But now it's all over but the waiting. Three to five days for biopsy results, 72 hours with no sex. (During my birthday week! Ah, the humanity!) I wondered about the propriety of writing about all this ick, but the advantage of having entered my Crone Era is that I'm allowed to write about whatever I want, and what I want right now is to wonder what happened to the woman who was expecting to get an IUD. Did some bright young thing poke her head in the door and ask, "Are you ready to get your polyps biopsied?" 

 

Wednesday, December 03, 2025

Errant u's, invisible emus, and other news

I have reached the point in the semester when little annoyances evoke outsize responses; for instance, yesterday I may have publicly threatened to employ a flamethrower against students who spell my name incorrectly. (Fourteen weeks into the semester and they can't figure out how many u's are in my last name?)

**TASK TO COMPLETE**. Copy out the blog excerpt word for word, starting at "But now it's" and ending with "my last name?)", inclusive. Rely only on the blog excerpt for these entries.

**DATA UNDER STUDY**.
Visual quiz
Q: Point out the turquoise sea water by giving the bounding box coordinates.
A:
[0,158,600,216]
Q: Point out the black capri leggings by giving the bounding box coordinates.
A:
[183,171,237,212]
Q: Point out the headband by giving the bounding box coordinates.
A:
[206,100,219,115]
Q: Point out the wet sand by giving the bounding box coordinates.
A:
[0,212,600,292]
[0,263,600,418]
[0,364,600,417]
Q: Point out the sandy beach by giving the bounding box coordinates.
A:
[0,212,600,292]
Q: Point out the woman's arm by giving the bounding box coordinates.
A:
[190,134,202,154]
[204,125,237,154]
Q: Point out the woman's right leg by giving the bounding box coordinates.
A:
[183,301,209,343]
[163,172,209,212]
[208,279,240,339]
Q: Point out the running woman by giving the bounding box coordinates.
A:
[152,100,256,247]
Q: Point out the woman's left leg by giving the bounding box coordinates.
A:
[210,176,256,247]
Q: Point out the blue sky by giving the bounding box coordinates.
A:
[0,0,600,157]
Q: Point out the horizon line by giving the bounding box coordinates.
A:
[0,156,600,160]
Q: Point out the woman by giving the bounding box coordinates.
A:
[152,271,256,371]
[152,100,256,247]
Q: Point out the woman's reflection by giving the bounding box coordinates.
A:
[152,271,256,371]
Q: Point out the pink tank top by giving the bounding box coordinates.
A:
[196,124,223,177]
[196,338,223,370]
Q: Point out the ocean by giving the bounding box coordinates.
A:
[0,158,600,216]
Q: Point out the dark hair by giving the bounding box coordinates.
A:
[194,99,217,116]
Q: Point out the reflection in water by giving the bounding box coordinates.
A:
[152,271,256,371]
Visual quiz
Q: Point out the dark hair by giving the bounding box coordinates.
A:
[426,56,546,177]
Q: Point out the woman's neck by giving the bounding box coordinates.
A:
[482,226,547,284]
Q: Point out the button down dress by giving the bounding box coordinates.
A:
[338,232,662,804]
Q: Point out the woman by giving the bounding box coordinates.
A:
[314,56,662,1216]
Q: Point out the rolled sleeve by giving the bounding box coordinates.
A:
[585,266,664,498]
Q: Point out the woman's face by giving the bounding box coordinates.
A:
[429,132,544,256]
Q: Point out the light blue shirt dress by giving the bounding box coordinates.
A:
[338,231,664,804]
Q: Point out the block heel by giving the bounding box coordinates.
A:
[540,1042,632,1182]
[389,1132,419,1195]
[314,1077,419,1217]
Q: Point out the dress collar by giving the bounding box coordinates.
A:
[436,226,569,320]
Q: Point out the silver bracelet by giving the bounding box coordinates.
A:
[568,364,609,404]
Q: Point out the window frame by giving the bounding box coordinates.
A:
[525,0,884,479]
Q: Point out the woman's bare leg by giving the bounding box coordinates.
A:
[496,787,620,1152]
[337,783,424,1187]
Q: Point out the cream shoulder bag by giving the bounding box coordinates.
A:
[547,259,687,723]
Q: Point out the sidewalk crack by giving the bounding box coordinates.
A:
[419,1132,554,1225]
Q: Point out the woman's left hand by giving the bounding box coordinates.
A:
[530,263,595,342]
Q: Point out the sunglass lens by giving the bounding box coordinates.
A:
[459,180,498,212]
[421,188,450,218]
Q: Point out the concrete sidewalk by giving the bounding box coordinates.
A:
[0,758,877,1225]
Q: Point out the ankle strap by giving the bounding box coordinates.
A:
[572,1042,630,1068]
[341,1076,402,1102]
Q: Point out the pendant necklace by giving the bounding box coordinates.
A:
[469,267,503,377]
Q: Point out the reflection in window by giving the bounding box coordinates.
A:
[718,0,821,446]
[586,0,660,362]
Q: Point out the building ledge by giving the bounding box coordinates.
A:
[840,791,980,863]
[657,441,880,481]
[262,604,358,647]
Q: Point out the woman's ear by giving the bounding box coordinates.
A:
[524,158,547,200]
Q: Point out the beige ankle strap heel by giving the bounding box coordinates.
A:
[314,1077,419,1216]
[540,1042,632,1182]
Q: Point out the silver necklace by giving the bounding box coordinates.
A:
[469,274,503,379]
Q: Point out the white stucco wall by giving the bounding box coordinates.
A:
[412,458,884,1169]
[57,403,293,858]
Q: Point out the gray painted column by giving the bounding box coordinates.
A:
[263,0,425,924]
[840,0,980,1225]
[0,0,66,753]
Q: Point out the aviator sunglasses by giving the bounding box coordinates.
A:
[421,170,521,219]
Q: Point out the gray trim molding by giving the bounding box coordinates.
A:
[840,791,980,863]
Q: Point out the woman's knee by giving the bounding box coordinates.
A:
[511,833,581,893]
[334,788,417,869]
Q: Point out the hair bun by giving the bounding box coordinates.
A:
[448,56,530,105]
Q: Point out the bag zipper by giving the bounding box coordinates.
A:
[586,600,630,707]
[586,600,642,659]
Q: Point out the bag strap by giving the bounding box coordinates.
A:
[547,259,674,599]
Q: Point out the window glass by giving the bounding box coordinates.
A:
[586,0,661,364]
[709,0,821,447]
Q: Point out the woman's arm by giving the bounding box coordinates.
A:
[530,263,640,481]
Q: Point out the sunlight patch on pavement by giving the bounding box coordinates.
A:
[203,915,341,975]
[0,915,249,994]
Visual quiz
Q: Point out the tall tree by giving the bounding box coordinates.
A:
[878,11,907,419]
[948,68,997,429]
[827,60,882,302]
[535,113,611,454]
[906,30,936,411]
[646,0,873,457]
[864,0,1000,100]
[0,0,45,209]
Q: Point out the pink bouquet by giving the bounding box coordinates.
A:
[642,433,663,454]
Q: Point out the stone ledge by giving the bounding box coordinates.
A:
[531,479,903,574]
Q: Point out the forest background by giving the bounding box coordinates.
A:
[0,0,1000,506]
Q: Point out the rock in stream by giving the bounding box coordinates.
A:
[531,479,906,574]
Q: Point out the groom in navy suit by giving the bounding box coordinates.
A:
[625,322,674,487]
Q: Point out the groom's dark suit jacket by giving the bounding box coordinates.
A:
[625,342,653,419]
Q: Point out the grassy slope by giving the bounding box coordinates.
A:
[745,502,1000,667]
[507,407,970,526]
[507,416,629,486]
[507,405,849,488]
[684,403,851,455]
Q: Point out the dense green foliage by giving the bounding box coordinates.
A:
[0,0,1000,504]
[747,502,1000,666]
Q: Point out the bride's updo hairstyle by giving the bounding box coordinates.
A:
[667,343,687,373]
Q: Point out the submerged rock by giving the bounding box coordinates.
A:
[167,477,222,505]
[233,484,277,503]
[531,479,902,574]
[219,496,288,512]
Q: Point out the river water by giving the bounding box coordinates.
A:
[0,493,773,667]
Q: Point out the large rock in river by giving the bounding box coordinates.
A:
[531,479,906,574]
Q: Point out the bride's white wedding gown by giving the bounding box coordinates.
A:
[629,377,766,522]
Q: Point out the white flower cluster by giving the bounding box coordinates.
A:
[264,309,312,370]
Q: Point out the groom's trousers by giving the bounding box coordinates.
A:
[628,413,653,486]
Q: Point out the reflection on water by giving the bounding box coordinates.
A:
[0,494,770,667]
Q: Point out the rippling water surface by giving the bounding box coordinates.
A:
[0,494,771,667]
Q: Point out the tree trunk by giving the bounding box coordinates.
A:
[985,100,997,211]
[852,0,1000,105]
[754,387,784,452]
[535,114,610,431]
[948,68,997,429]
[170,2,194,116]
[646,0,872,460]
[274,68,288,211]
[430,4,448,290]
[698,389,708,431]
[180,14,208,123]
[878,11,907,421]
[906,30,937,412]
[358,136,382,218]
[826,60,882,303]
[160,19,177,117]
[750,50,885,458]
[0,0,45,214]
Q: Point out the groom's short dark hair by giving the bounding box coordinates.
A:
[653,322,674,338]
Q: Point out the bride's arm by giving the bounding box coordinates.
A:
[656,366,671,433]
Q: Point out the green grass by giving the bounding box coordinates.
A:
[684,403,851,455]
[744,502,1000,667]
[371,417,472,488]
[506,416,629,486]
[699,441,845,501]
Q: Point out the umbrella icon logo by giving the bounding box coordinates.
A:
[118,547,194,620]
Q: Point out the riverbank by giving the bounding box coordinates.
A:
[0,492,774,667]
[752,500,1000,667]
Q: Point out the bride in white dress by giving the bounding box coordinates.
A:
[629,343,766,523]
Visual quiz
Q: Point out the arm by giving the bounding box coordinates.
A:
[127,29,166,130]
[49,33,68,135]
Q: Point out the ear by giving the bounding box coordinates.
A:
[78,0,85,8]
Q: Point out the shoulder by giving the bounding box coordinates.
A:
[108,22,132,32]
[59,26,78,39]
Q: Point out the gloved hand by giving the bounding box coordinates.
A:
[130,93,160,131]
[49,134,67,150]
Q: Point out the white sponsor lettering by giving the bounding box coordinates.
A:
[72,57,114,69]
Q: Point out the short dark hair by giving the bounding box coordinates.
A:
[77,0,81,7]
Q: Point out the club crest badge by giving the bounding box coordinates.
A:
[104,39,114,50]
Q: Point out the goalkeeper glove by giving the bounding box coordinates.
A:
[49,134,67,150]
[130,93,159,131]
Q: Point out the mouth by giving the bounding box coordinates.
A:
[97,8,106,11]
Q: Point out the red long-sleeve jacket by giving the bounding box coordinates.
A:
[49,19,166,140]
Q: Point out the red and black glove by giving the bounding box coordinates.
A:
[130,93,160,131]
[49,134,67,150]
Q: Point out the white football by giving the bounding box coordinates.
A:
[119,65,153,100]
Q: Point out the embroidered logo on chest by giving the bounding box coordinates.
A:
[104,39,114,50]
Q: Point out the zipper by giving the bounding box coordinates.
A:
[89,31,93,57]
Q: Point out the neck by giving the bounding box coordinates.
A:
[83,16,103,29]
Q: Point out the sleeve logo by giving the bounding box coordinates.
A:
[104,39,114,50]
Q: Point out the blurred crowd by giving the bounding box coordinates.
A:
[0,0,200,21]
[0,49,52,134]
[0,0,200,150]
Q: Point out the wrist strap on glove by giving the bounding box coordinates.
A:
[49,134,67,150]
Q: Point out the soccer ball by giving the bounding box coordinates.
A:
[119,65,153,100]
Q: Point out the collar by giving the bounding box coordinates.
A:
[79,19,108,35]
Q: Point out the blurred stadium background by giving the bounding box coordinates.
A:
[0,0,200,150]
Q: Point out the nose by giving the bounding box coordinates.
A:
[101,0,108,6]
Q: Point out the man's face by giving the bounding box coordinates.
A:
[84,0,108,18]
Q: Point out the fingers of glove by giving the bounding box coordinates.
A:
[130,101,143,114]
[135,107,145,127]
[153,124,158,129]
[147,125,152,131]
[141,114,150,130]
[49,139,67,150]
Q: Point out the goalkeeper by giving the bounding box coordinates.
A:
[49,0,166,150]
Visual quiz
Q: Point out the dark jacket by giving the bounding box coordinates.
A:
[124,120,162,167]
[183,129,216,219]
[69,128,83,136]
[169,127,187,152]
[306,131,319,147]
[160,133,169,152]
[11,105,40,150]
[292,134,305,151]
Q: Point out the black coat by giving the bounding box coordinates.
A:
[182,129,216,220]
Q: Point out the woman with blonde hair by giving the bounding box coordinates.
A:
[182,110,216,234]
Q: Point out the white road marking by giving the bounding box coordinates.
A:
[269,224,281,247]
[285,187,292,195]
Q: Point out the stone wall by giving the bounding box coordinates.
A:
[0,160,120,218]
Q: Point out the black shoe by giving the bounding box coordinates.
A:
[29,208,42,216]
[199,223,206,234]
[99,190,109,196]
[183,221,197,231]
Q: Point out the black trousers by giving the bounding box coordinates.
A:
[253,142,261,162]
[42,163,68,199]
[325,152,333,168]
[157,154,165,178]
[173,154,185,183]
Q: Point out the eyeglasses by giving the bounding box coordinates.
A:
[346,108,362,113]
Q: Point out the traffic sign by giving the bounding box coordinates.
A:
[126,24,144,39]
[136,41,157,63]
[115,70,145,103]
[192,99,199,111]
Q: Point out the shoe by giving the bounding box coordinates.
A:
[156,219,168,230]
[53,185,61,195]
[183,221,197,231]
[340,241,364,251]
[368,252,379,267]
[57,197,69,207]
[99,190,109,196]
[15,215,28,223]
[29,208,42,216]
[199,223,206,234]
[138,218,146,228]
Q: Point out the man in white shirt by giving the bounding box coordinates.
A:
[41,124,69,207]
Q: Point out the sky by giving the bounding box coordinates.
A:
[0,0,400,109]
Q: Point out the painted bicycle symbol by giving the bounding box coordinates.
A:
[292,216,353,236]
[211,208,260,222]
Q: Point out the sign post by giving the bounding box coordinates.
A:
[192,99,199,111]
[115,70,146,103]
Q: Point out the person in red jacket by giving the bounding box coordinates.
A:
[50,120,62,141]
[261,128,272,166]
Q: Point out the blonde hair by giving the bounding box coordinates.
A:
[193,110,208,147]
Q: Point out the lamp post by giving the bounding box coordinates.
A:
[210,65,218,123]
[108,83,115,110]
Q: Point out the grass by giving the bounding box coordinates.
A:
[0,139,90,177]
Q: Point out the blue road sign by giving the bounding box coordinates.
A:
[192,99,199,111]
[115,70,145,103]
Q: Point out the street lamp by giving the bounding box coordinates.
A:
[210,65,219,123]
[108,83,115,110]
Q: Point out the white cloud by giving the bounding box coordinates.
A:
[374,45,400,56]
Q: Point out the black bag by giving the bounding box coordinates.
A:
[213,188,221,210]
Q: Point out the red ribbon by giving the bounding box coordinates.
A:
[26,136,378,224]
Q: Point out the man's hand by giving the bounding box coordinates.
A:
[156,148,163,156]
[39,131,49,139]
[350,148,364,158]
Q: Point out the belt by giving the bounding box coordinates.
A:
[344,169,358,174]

**EXERCISE ANSWER**.
But now it's all over but the waiting. Three to five days for biopsy results, 72 hours with no sex. (During my birthday week! Ah, the humanity!) I wondered about the propriety of writing about all this ick, but the advantage of having entered my Crone Era is that I'm allowed to write about whatever I want, and what I want right now is to wonder what happened to the woman who was expecting to get an IUD. Did some bright young thing poke her head in the door and ask, "Are you ready to get your polyps biopsied?" 

 

Wednesday, December 03, 2025

Errant u's, invisible emus, and other news

I have reached the point in the semester when little annoyances evoke outsize responses; for instance, yesterday I may have publicly threatened to employ a flamethrower against students who spell my name incorrectly. (Fourteen weeks into the semester and they can't figure out how many u's are in my last name?)